*** Data for the task ***
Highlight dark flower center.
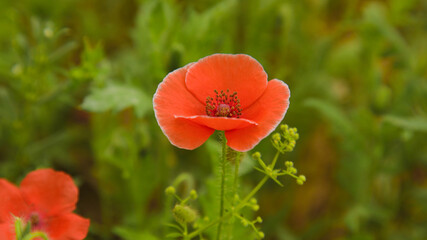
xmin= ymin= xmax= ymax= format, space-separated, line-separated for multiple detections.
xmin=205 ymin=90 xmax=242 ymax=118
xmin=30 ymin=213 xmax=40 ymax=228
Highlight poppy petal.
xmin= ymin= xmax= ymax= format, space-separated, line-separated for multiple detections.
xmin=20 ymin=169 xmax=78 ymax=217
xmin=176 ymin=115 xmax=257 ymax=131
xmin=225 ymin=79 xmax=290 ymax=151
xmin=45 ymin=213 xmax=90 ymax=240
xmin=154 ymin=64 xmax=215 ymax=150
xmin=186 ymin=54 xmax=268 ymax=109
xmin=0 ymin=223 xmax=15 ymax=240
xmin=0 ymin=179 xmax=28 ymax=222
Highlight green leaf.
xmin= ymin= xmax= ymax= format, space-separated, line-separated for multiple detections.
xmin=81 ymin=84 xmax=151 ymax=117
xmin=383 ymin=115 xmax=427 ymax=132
*** End of Data for the task ***
*** Data for the task ***
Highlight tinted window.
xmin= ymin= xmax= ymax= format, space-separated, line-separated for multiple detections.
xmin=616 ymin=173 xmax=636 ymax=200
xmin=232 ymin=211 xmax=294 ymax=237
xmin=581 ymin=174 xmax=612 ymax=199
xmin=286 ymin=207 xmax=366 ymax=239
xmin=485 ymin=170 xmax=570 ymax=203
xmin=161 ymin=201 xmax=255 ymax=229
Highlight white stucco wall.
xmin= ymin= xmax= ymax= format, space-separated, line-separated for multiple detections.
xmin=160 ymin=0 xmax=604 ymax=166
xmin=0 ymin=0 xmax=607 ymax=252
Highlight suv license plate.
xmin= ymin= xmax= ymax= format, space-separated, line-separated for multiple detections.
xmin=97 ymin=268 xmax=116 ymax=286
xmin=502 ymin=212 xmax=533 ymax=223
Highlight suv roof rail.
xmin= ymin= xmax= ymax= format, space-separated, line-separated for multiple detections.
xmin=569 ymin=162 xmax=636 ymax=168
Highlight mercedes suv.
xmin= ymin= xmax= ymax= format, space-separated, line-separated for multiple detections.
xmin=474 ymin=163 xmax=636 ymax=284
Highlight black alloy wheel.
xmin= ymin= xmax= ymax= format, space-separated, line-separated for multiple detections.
*** End of Data for the task ***
Work instructions
Across the records above, how many lines contain the word "Highlight"? Please give that number alone.

Written solution
9